課題 A
本文にある「筑豊の考古関係も久々に展示というところでしょうか。」という一文を英語に訳してください。
課題 B
本文で展示品の出所として挙げられている遺跡のうち、名称が「古墳」で終わるものをすべて書き出してください。

本文
◇ ◇ ◇ ◇

筑豊の縄文・弥生

筑豊の考古学は「立岩遺蹟」「嘉穂地方誌」先史編の2冊に凝縮されている。が、80年代以降の大規模調査成果は如何に。

足元の資料を見直そう。(動向も踏まえて)

2010-10-27 07:52:17 | Weblog
 人気はないけど、続けます。
 
 30日から嘉麻市の美術館内にある碓井郷土館で、嘉麻市の考古遺物を中心に展示会を開催します。アミダ遺跡・鎌田原遺跡・原田遺跡・八王寺遺跡・沖出古墳・かって塚古墳・次郎太郎古墳・白門河床遺跡・東大寺文書レプリカ・宮ノ脇廃寺・益富城などの遺物を少しずつ展示しています。
 筑豊の考古関係も久々に展示というところでしょうか。最近、近代化遺産や炭鉱関連のものに隠れたような状況ですが、ぜひ、ご覧ください。11月28日までやっています。

◇ ◇ ◇ ◇

掲載資料
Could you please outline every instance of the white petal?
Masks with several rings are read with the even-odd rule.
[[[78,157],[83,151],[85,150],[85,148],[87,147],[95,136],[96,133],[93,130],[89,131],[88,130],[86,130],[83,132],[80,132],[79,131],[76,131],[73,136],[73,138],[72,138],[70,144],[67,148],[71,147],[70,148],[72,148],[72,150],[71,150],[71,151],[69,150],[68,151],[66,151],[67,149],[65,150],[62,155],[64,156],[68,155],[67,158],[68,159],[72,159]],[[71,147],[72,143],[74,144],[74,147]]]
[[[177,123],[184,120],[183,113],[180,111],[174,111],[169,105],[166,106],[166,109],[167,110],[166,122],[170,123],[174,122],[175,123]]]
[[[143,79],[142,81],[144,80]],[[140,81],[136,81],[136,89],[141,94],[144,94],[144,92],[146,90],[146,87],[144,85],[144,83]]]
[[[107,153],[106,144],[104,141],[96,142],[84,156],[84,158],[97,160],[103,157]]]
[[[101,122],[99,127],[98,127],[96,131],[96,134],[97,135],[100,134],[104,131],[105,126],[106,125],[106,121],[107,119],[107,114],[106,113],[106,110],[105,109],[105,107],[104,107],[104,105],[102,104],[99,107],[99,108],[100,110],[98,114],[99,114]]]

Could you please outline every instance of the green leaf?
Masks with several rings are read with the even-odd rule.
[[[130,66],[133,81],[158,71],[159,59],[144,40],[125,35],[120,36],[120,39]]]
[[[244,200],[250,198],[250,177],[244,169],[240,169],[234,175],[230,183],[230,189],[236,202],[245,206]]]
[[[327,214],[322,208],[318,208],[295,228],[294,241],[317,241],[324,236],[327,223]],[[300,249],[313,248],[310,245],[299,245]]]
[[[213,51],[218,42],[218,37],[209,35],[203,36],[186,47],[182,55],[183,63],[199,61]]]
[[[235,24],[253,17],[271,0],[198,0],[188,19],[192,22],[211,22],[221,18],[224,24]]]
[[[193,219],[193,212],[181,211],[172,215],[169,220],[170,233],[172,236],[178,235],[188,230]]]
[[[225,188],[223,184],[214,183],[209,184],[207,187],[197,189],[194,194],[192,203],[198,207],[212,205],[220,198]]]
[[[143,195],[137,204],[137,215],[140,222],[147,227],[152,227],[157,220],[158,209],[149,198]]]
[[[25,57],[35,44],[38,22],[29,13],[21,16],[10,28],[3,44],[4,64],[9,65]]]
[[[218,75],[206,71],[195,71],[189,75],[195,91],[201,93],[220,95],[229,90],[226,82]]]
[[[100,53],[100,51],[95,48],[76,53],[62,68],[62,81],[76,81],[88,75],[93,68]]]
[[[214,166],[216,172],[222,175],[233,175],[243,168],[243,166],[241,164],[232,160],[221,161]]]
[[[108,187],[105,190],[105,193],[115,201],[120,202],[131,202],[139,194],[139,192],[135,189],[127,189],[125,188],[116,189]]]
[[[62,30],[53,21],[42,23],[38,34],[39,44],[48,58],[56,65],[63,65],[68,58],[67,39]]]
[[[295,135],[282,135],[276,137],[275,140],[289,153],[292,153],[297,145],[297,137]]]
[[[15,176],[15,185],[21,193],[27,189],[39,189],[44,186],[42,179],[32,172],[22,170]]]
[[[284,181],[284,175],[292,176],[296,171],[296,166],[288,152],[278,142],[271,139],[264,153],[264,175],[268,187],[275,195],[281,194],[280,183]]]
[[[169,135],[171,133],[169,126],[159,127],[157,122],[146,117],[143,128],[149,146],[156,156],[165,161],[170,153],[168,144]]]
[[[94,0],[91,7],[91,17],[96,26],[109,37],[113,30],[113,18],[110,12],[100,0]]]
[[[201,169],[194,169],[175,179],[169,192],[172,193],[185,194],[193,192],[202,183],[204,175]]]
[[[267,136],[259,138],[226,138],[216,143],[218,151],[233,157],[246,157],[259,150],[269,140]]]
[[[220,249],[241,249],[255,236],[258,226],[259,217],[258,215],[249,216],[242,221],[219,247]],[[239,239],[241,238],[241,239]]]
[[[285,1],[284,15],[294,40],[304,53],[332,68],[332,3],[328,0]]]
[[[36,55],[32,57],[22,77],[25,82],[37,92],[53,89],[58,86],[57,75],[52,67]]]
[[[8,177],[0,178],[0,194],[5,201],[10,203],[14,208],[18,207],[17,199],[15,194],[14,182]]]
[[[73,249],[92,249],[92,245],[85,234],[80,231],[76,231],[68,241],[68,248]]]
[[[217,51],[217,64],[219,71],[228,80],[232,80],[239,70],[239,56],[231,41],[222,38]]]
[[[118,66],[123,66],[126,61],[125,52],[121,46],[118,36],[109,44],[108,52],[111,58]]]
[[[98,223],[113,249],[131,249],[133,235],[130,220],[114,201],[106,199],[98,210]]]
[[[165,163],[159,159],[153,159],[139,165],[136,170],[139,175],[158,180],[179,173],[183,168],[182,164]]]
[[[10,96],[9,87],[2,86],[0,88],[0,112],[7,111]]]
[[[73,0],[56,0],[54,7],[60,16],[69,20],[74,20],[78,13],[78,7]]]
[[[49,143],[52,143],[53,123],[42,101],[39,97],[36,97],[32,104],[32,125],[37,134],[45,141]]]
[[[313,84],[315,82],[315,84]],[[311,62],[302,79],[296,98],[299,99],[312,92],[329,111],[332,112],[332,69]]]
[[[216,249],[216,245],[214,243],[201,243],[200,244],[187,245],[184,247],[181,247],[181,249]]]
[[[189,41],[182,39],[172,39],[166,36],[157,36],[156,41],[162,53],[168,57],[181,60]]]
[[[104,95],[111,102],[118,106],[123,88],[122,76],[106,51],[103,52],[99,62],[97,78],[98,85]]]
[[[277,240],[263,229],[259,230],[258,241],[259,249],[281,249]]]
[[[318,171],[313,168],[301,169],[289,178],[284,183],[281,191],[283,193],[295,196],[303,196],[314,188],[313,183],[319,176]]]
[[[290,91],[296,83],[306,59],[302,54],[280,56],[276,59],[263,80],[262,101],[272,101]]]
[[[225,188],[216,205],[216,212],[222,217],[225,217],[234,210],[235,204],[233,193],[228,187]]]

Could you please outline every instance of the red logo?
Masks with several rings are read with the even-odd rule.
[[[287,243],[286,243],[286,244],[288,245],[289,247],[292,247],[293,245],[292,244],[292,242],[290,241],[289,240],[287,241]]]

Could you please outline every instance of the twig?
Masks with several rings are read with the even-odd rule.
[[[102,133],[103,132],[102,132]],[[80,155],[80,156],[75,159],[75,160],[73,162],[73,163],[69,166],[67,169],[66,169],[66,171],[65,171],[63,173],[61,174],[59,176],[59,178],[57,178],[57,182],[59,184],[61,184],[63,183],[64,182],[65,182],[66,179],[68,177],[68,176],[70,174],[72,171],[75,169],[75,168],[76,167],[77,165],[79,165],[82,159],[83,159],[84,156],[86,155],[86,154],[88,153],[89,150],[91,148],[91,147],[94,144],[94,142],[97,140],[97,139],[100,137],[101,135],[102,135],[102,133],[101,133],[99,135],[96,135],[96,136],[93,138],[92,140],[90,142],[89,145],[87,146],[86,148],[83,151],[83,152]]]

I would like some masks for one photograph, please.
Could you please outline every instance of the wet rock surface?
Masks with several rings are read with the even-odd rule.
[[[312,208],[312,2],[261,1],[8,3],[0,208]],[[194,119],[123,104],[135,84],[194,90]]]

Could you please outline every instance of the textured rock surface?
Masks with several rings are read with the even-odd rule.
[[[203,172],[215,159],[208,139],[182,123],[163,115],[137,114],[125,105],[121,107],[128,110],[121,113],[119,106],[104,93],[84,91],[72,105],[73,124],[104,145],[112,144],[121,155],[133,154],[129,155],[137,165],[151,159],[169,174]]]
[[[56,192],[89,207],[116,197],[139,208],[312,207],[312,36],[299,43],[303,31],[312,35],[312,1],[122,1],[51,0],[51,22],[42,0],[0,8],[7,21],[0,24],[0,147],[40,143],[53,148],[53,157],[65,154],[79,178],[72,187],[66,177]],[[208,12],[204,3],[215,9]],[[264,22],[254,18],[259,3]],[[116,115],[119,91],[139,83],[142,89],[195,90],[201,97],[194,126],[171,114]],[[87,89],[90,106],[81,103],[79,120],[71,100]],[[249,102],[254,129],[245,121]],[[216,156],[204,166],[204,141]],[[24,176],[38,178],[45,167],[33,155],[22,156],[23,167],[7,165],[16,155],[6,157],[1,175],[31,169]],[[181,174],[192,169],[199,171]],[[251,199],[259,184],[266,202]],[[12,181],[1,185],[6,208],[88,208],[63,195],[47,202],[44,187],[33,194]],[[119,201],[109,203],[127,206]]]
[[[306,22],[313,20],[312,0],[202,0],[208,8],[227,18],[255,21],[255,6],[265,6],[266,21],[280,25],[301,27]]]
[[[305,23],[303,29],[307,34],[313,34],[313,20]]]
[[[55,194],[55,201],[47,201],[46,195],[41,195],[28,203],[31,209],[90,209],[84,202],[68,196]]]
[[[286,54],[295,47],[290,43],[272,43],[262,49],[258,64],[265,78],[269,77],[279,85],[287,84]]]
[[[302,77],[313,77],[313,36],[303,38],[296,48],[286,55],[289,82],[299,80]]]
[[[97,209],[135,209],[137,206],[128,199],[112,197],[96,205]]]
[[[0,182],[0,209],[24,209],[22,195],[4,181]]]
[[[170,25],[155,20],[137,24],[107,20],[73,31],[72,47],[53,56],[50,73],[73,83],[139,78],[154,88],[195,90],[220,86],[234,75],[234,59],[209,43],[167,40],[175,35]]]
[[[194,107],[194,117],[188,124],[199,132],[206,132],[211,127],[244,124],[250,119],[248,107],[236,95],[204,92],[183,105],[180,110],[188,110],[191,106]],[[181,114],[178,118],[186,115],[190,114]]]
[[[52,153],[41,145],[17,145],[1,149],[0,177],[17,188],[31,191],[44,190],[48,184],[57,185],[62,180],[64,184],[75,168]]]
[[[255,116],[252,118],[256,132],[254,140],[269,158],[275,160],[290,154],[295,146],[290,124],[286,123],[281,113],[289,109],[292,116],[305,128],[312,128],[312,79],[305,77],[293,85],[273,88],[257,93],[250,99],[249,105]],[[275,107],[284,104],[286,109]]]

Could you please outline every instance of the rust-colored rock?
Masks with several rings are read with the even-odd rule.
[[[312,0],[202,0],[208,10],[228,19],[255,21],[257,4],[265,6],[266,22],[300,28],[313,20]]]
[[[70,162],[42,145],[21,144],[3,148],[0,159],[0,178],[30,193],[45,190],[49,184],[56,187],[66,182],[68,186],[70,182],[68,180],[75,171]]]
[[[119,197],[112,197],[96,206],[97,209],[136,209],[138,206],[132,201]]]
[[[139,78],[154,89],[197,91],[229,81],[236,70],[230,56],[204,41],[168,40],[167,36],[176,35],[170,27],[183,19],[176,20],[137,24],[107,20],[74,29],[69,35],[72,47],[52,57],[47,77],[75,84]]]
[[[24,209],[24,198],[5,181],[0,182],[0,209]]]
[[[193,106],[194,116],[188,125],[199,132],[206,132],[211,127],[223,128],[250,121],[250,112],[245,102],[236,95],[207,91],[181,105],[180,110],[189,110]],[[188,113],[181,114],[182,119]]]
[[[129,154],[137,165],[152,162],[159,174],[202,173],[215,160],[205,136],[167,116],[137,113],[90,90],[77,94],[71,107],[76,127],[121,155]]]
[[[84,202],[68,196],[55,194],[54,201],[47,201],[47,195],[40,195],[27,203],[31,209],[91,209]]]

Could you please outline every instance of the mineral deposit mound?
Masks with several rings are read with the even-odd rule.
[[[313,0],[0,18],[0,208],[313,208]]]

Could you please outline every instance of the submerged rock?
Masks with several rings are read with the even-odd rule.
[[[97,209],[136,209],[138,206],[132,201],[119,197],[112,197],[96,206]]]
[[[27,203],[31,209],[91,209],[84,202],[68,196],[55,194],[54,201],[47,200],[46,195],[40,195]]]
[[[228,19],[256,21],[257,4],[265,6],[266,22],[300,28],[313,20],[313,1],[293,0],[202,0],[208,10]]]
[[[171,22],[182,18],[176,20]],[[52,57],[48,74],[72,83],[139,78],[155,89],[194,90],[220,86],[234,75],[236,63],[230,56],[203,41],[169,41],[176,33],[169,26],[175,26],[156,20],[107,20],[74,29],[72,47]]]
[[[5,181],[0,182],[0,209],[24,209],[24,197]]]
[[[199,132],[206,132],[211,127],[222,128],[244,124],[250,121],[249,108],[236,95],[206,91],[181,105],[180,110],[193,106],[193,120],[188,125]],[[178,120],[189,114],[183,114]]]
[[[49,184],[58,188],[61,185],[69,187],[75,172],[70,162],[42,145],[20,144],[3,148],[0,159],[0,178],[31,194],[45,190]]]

◇ ◇ ◇ ◇

解答 A
I suppose you could say this is the first exhibition of Chikuho archaeology in quite a while.

解答 B
沖出古墳、かって塚古墳、次郎太郎古墳